-- start GIVEN TEXT --

Still, the Devils have to figure out why there’s such a stark difference in their home and road efforts. The records don’t lie; they’re 16-14-3 at home and 8-24-2 on the road. The numbers bear out that it’s not just their goaltending that struggles on the road but that the team also performs worse away from Newark. Maybe it’s a product of having the youngest roster in the NHL, or perhaps it isn’t. But there’s some digging general manager Tom Fitzgerald and his front office need to do to see if there are more significant macro issues rather than some flukey home/road splits.
Hammond Can’t Get Healthy Soon Enough
After some recent goaltending performances, especially on the road, the Devils would very much benefit from having Andrew Hammond available for their back-to-back against the Florida Panthers and New York Islanders this weekend. The Devils acquired Hammond from the Montreal Canadiens in exchange for prospect Nate Schnarr at the trade deadline. But he’s yet to play for the Devils as he works his way back from an injury he suffered at the beginning of March.
Fortunately, Hammond was a full participant at practice on Wednesday, so he may be close to returning. He had played in four games for the Canadiens before his injury, totaling a .920 SV%. Before the Canadiens acquired him, he was with the Minnesota Wild, putting up a .908 SV% in 11 games for their AHL affiliate, the Iowa Wild.

-- end GIVEN TEXT --
-- start DATA SHOWN --

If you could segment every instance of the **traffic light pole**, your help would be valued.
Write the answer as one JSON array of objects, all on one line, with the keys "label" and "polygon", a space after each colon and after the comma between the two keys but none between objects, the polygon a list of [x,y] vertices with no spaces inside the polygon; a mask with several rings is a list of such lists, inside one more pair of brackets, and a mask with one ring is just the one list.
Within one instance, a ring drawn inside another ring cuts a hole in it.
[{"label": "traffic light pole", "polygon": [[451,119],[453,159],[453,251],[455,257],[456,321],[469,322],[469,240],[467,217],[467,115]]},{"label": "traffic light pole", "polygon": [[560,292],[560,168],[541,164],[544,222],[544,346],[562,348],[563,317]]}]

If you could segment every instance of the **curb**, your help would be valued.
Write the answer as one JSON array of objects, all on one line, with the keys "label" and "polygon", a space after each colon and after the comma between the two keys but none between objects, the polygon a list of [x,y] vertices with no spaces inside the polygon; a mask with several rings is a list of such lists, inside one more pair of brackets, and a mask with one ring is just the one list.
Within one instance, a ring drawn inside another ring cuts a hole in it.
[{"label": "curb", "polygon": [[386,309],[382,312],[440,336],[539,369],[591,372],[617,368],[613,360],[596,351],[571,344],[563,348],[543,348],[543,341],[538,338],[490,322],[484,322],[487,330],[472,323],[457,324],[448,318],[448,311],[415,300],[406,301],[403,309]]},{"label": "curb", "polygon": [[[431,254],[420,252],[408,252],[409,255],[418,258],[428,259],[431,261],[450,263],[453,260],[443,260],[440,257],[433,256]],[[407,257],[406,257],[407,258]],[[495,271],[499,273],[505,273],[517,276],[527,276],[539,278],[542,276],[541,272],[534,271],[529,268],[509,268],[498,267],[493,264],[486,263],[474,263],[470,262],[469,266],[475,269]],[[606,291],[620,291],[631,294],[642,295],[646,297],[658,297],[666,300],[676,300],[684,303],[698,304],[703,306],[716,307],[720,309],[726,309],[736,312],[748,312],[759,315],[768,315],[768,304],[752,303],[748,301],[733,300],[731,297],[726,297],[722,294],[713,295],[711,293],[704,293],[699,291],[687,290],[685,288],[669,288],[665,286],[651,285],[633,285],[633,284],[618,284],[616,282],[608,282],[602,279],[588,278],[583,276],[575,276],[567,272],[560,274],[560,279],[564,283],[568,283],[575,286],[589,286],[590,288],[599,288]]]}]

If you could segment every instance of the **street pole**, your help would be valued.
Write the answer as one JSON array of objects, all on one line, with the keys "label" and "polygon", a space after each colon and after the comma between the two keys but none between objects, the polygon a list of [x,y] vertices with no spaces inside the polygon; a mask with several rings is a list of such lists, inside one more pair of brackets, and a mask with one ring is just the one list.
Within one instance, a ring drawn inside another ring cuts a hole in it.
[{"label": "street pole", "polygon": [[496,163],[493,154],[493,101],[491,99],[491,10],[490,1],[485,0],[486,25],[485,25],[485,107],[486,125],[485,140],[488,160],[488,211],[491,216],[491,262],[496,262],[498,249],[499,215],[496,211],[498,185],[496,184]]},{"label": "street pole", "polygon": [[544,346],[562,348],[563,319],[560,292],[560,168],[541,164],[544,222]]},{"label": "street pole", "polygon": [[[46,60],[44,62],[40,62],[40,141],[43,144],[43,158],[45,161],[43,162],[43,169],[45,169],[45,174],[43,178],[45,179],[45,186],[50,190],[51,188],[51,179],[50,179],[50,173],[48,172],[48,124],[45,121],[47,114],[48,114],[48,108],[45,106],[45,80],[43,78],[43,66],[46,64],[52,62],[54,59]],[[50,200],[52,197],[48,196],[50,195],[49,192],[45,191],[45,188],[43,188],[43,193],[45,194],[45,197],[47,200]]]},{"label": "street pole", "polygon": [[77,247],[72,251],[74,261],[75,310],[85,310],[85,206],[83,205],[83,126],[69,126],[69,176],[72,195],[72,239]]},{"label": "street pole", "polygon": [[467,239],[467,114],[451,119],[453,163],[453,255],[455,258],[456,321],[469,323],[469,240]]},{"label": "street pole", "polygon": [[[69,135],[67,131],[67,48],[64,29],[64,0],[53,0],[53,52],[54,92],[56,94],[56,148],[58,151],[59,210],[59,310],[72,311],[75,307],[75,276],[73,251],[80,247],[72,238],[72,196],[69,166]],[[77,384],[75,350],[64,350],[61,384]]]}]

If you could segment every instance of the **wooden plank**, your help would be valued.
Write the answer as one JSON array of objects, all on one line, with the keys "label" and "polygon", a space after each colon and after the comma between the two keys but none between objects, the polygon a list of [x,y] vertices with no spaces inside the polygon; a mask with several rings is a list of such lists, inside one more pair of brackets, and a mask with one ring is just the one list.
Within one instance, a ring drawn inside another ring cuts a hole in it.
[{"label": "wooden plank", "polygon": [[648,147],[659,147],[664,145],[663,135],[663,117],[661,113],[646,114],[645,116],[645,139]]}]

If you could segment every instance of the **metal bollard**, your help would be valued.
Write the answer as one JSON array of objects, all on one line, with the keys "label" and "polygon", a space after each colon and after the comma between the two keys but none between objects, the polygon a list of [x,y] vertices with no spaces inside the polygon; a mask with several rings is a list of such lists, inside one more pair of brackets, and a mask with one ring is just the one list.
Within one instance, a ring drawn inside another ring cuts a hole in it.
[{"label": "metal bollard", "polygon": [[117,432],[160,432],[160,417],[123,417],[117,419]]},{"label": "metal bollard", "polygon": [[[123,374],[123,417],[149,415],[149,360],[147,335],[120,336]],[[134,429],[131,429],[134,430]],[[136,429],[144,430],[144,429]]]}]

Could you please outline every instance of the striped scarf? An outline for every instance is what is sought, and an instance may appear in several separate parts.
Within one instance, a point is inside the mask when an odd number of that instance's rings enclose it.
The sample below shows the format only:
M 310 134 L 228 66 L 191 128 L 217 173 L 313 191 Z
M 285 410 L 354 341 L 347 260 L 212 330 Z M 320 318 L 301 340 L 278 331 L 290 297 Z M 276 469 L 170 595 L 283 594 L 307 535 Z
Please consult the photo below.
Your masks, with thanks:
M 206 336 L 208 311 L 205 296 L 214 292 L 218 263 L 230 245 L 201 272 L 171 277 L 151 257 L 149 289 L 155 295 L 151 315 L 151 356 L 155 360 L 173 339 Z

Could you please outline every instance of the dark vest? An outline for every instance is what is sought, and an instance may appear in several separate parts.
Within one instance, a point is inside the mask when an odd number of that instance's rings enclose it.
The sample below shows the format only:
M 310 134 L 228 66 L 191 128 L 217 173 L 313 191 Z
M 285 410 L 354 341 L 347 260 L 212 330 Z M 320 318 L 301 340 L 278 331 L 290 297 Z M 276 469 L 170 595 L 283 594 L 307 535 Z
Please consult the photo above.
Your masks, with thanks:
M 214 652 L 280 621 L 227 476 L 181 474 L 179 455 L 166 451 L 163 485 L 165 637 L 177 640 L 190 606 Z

-- end DATA SHOWN --

WHAT YOU NEED TO DO.
a. Could you retype the entries from the line containing "If you could segment every instance of the **metal" through the end of the entries, keeping every character as it appears?
b. How would you continue the piece on the Devils' goaltending from where it stops?
The hockey article and the entries come from unrelated sources.

THE ANSWERS.
a.
If you could segment every instance of the **metal bollard**, your help would be valued.
Write the answer as one JSON array of objects, all on one line, with the keys "label" and "polygon", a space after each colon and after the comma between the two keys but none between objects, the polygon a list of [x,y] vertices with no spaces inside the polygon; a mask with several rings is a list of such lists, inside one more pair of brackets, and a mask with one ring is just the one list.
Within one instance, a ring drawn inside another ring cuts a hole in it.
[{"label": "metal bollard", "polygon": [[117,432],[160,432],[160,417],[123,417],[117,419]]},{"label": "metal bollard", "polygon": [[[123,374],[123,417],[149,415],[149,360],[147,335],[120,336]],[[134,429],[131,429],[134,430]],[[136,429],[144,430],[144,429]]]}]

Could you please outline every instance of the striped scarf? An outline for every instance is what is sought, and an instance may appear in several separate parts.
Within one instance, a point is inside the mask when an odd number of that instance's rings enclose it.
The sample below shows the format only:
M 310 134 L 228 66 L 191 128 L 217 173 L 313 191 Z
M 285 410 L 354 341 L 347 260 L 212 330 Z M 320 318 L 301 340 L 278 331 L 290 297 Z M 276 469 L 170 595 L 283 594 L 307 535 Z
Please consult the photo below.
Your masks, with thanks:
M 206 336 L 208 311 L 205 296 L 214 292 L 218 263 L 230 245 L 201 272 L 171 277 L 151 257 L 149 289 L 155 295 L 151 315 L 151 356 L 155 360 L 173 339 Z

Could you please outline every instance of the dark vest? An outline for every instance is what is sought, and an instance may appear in several separate parts.
Within one instance, a point is inside the mask when an odd number of that instance's rings enclose it.
The sample below shows the format only:
M 310 134 L 228 66 L 191 128 L 217 173 L 313 191 Z
M 285 410 L 354 341 L 347 260 L 212 330 Z M 320 318 L 301 340 L 278 331 L 290 297 Z M 276 469 L 170 595 L 283 594 L 307 535 Z
Please consult the photo above.
Your masks, with thanks:
M 214 652 L 280 621 L 227 476 L 181 474 L 179 455 L 166 451 L 163 485 L 165 637 L 177 640 L 190 606 Z

b.
Hammond is not a long-term solution for the Devils’ goaltending woes. But at the very least, he’s a veteran who can be a stop-gap and help give them reliable goaltending and lighten Daws’ workload over the final 15 games of the season. Plus, Mackenzie Blackwood has begun skating and is expected to return before the final buzzer sounds on 2021-22. If Hammond can hold the fort until then and help the Devils win games they should be winning, trading for him will have been worth it.
- Though the Devils got waxed, Jack Hughes still stood out. He led the team in CF% and was second in xG% to Yegor Sharangovich, who has been his linemate for months now. Hughes also scored the Devils’ lone goal of the game from a wicked angle that made it a 1-1 affair. Unfortunately, it was all downhill from there. But he was still a bright spot on a night where there weren’t many, if any at all.
- After a few rough games, Dougie Hamilton seems to be righting the ship. He’s been above 50 percent in CF% and xG% over the last three games, including last night. Only he, Hughes, and Sharangovich finished above 50 percent in both stats, which is saying something considering how the game went. It’s unlikely we see the Hamilton who dominated games before breaking his jaw in early January for the rest of the season. But getting him on the right track heading into the summer would be a plus.
The Devils have to regroup quickly, as they will take on the Panthers tomorrow afternoon at 12:30 at the Prudential Center. That game marks the first of a four-game homestand for the Devils, so they have an opportunity to turn it around given their play at home. And hopefully, Hammond will be available tomorrow or for their tilt against the Islanders on Sunday afternoon.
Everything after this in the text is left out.